Point labeling examples:
* Begin *

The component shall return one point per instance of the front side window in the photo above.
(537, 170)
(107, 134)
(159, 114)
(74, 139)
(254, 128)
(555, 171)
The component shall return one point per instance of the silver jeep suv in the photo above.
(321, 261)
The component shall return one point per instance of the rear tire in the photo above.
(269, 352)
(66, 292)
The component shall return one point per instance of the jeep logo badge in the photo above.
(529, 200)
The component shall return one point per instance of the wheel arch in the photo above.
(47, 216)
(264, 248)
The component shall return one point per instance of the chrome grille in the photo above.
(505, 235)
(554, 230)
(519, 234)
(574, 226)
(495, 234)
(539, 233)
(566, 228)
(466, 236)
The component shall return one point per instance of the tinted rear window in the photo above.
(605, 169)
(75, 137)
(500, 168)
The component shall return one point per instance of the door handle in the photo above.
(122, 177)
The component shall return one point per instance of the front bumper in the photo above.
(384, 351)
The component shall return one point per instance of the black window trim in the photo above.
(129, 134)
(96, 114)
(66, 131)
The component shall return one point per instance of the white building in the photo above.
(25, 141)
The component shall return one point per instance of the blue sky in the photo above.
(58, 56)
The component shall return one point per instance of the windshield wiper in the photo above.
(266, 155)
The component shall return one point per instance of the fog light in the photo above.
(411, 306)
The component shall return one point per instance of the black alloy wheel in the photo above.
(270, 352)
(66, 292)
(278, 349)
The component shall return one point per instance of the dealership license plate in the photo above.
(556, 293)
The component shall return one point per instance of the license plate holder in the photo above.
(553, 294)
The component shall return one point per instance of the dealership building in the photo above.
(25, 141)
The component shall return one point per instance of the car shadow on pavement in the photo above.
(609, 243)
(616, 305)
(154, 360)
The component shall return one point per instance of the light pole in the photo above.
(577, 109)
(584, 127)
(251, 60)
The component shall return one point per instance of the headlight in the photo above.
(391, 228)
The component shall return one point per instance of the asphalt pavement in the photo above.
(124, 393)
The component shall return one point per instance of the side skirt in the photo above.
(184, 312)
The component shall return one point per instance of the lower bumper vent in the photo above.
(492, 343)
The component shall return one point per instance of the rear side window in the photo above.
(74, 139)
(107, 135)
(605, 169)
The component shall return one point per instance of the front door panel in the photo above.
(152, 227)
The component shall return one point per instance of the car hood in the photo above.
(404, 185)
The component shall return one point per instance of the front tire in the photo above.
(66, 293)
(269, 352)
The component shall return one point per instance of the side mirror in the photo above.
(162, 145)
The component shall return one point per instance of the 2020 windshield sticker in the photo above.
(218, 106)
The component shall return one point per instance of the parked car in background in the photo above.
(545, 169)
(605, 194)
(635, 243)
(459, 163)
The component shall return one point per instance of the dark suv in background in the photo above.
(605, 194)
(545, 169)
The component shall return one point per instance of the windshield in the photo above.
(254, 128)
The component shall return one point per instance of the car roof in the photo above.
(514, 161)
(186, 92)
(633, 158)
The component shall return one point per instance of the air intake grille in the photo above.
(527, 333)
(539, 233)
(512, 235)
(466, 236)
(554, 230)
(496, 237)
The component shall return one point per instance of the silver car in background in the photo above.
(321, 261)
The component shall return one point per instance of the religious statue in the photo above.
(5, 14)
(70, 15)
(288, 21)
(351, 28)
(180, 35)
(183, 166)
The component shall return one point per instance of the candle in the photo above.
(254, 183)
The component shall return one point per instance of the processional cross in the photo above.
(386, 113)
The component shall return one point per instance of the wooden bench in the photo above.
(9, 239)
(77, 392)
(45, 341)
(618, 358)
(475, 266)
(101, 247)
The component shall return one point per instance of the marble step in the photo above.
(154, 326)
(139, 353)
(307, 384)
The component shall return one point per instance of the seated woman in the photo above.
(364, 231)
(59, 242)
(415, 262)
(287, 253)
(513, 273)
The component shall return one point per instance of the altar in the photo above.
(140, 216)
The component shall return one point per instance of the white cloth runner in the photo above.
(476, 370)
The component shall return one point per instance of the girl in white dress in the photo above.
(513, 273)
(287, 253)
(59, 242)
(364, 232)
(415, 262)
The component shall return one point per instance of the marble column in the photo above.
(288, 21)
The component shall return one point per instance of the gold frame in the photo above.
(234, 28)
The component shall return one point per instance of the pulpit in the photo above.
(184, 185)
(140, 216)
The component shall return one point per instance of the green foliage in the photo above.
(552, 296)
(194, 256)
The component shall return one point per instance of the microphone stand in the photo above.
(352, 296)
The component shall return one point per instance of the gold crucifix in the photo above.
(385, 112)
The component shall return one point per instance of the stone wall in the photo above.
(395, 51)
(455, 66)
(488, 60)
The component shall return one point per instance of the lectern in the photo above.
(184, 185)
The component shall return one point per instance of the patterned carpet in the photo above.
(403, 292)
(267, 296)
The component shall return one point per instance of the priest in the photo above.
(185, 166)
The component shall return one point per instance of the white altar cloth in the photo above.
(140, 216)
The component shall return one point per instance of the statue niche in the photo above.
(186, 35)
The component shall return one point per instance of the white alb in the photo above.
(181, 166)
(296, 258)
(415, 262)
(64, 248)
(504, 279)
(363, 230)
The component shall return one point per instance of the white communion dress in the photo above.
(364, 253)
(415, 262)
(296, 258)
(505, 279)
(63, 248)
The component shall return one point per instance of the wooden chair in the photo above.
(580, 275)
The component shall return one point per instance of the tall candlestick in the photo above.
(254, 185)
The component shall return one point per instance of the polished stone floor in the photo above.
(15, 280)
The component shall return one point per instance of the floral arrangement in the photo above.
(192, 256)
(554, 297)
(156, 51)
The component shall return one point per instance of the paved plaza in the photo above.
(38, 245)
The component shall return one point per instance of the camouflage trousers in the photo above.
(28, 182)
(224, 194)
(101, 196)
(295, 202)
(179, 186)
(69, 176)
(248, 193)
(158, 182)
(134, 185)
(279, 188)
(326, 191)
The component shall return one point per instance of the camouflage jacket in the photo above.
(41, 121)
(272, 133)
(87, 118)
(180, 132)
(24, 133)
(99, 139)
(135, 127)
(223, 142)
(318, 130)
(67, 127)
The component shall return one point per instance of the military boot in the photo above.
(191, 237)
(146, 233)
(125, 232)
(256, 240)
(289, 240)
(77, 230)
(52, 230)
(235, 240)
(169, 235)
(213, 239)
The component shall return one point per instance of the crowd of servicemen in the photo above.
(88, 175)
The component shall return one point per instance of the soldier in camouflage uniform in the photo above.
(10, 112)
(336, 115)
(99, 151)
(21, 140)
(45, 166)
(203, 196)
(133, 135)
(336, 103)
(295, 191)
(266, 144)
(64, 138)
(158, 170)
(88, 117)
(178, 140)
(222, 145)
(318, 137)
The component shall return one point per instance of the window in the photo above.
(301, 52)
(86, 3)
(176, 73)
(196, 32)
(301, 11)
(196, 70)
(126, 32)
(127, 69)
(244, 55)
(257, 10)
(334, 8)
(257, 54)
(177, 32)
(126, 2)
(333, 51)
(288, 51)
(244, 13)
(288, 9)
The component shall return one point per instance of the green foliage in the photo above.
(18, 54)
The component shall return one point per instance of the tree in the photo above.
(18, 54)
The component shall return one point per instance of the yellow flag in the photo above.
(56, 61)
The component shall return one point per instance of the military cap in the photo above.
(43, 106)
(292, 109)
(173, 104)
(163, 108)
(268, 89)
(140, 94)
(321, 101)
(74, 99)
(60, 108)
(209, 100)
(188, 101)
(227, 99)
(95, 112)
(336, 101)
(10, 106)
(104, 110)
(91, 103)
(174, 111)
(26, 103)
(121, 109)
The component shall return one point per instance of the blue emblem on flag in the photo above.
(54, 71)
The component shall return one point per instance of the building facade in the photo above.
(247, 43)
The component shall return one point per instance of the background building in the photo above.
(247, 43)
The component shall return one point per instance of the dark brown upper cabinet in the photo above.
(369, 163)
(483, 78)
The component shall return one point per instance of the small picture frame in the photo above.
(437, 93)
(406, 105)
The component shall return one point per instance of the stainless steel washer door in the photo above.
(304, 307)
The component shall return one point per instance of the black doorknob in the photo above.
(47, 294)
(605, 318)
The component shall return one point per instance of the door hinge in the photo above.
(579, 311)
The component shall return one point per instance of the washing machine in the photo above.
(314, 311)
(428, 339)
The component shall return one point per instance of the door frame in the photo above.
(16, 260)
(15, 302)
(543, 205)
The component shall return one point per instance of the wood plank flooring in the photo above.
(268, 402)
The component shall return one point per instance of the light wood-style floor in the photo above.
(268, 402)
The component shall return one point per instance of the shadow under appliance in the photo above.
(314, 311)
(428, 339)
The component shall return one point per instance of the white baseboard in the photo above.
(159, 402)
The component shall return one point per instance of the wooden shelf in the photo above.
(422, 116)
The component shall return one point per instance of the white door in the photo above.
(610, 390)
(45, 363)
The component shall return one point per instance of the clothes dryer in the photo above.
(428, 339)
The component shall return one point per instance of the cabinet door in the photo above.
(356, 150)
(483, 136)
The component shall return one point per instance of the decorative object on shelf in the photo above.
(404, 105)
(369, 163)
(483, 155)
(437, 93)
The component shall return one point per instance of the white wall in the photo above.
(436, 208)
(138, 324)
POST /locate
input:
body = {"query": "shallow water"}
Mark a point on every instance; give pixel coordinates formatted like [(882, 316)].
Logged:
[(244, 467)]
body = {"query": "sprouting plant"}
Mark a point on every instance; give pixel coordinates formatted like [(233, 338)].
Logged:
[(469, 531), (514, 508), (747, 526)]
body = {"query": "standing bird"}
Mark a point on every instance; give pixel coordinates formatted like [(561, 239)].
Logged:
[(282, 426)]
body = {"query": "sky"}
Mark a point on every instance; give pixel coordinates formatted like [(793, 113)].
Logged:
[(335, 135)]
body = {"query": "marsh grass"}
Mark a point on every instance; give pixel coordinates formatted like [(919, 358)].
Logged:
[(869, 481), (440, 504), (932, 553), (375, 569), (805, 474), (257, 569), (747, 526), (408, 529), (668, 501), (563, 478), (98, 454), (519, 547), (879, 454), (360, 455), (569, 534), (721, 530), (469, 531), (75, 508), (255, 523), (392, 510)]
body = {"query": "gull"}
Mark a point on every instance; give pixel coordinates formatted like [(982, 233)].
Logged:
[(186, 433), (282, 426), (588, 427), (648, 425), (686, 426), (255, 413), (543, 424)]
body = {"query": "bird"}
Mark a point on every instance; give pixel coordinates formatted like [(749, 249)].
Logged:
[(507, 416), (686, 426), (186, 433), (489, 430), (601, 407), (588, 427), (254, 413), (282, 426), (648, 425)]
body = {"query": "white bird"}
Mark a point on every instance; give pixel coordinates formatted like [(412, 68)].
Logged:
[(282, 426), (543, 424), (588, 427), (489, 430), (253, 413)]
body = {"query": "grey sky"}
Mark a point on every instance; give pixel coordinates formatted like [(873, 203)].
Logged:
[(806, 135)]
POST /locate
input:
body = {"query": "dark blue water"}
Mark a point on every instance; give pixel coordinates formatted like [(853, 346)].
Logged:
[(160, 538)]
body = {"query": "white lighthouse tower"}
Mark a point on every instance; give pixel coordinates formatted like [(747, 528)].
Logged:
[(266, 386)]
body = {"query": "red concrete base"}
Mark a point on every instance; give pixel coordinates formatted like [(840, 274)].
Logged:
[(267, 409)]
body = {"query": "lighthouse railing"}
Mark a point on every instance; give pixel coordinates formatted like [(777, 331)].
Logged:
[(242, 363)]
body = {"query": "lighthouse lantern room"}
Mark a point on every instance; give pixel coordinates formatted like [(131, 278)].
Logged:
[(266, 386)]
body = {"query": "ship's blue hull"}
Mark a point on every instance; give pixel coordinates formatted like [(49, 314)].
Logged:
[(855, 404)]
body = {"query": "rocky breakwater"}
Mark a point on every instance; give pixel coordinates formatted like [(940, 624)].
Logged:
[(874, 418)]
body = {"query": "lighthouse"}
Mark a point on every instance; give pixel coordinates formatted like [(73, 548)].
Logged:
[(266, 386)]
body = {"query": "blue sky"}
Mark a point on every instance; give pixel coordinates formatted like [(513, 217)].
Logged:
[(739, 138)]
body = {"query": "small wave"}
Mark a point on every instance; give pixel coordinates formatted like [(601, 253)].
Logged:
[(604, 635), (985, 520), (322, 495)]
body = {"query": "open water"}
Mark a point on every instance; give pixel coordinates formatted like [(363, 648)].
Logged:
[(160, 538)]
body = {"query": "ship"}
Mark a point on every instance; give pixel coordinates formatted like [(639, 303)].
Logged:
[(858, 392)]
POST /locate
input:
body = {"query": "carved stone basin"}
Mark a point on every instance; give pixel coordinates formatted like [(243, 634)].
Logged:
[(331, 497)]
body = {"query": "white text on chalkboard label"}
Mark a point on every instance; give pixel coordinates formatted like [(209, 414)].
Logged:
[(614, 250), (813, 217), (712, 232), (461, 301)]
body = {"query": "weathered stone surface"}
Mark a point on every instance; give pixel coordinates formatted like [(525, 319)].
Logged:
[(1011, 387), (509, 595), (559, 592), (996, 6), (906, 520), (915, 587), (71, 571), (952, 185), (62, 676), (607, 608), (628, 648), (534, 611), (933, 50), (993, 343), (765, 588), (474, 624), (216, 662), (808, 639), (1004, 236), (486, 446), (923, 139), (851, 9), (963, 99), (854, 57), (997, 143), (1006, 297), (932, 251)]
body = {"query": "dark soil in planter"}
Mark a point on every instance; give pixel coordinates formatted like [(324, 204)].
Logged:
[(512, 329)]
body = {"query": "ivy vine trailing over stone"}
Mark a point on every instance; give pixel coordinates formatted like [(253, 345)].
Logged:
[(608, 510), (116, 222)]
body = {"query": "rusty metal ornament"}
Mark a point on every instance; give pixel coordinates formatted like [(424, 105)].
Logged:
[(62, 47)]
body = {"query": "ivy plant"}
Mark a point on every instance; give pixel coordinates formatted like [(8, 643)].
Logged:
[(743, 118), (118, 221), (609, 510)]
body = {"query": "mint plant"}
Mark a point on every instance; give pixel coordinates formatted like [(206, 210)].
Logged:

* End *

> _What this task involves_:
Extract exactly the lines between the line containing "text on chalkboard" and the end of the data, including both.

> _Result of this task_:
body = {"query": "white text on chalkboard label"}
Mark a point on every instance; give pixel coordinates formatted like [(209, 414)].
Logged:
[(614, 250), (813, 217), (712, 232), (461, 301)]
body = {"query": "weathered stone surface"}
Mark a point on every instance; give pixel coordinates formatted like [(525, 319)].
Logged:
[(1011, 387), (509, 595), (559, 592), (996, 6), (906, 520), (915, 587), (71, 571), (952, 185), (62, 676), (607, 608), (628, 648), (534, 611), (933, 50), (993, 343), (765, 588), (474, 624), (216, 662), (808, 639), (1004, 236), (486, 446), (923, 139), (851, 9), (963, 99), (854, 57), (997, 143), (1006, 297), (932, 251)]
body = {"query": "dark soil in planter"}
Mark a point on every instance; give pixel coordinates formatted like [(324, 204)].
Logged:
[(512, 329)]
body = {"query": "ivy vine trailing over stone"}
Mark a point on every instance; give pixel coordinates formatted like [(253, 345)].
Logged:
[(608, 510), (116, 222)]
body = {"query": "rusty metal ornament"}
Mark a point on every instance; give pixel coordinates formatted like [(424, 105)].
Logged:
[(62, 47)]
body = {"query": "ivy plant"}
Mark a point on every instance; give pixel coordinates formatted like [(8, 643)].
Logged:
[(743, 118), (118, 221), (609, 510)]
body = {"query": "mint plant"}
Mark a point on every instance; give pixel coordinates formatted like [(206, 210)].
Logged:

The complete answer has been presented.